# Modifying an AGR ticket?



## Faraz (Mar 11, 2008)

Once a ticket has been issued, what are my options for changing the dates or cancelling it entirely? From what I read, I would have to return them for a refund then book a new reservation from scratch? Is there any fee for that?


----------



## AlanB (Mar 11, 2008)

Faraz said:


> Once a ticket has been issued, what are my options for changing the dates or cancelling it entirely? From what I read, I would have to return them for a refund then book a new reservation from scratch? Is there any fee for that?


There is no fee to return the ticket(s), but you must indeed return them via mail to AGR to get your points back. No changes are permitted, except by returning the tickets and having new tickets issued.

Note: I highly recommend that when returning tickets that you use at least certified mail. Those tickets are valuable and I think it is worth having some way to verify and prove that AGR got them.


----------



## mark t diehl (Mar 11, 2008)

Faraz said:


> Once a ticket has been issued, what are my options for changing the dates or cancelling it entirely? From what I read, I would have to return them for a refund then book a new reservation from scratch? Is there any fee for that?

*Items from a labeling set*
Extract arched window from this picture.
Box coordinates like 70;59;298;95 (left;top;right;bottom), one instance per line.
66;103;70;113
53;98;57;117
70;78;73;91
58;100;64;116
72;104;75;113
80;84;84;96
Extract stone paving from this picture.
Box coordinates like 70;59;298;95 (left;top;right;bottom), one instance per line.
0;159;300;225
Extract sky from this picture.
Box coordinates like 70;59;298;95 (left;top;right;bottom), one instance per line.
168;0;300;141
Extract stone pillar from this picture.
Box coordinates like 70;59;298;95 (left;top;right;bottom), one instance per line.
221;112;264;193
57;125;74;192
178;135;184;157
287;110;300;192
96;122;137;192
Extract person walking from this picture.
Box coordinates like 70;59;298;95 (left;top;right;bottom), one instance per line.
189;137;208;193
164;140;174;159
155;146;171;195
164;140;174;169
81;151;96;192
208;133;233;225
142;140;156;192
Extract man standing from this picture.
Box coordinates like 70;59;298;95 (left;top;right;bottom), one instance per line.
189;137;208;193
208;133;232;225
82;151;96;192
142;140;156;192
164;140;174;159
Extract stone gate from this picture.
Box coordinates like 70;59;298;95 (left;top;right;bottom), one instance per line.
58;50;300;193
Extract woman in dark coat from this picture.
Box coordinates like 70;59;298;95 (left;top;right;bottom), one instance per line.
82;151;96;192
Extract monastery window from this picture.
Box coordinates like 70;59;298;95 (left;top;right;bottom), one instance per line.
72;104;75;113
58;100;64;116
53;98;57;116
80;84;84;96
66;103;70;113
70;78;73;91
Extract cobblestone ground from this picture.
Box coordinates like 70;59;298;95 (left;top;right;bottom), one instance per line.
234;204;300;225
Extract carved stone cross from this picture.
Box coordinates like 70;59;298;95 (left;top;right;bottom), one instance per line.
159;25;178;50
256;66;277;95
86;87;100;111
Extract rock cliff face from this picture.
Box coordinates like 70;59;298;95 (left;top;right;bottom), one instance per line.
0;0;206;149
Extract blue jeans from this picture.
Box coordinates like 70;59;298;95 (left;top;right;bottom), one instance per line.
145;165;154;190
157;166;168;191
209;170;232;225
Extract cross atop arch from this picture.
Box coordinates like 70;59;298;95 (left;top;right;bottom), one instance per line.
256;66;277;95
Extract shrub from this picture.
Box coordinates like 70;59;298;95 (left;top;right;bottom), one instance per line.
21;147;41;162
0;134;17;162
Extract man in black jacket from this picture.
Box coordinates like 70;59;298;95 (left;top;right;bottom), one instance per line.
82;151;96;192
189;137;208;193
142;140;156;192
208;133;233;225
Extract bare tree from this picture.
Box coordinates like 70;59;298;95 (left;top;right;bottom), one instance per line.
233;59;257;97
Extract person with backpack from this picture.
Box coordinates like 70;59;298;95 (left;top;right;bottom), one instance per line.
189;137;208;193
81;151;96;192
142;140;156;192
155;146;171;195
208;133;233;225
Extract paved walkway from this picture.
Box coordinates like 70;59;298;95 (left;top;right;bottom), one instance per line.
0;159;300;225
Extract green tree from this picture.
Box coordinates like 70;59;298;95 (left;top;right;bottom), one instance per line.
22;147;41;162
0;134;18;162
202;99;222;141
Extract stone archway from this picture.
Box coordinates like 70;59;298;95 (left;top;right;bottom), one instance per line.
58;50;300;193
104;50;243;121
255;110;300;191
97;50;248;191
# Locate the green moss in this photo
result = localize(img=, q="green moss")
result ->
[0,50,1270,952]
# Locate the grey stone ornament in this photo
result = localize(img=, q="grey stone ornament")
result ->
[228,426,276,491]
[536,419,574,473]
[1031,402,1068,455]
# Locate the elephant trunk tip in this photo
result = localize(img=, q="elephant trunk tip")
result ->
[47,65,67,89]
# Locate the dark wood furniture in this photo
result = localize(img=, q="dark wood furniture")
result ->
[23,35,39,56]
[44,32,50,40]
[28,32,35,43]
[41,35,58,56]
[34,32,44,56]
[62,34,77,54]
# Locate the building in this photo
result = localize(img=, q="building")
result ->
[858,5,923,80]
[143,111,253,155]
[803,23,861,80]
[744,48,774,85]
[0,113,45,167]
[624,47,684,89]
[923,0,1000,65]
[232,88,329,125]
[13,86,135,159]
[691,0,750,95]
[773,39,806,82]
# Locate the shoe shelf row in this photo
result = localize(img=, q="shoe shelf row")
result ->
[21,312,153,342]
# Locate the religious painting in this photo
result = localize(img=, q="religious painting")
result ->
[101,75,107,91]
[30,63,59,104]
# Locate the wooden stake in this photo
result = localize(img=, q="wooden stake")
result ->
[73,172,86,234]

*EXERCISE TASKS*
• 1. In the forum thread on modifying an AGR ticket, how does AlanB recommend sending tickets back to AGR?
• 2. State how many lines of the entries contain the string "green", replying with the number alone.

*SOLUTIONS*
• 1. By at least certified mail.

• 2. 3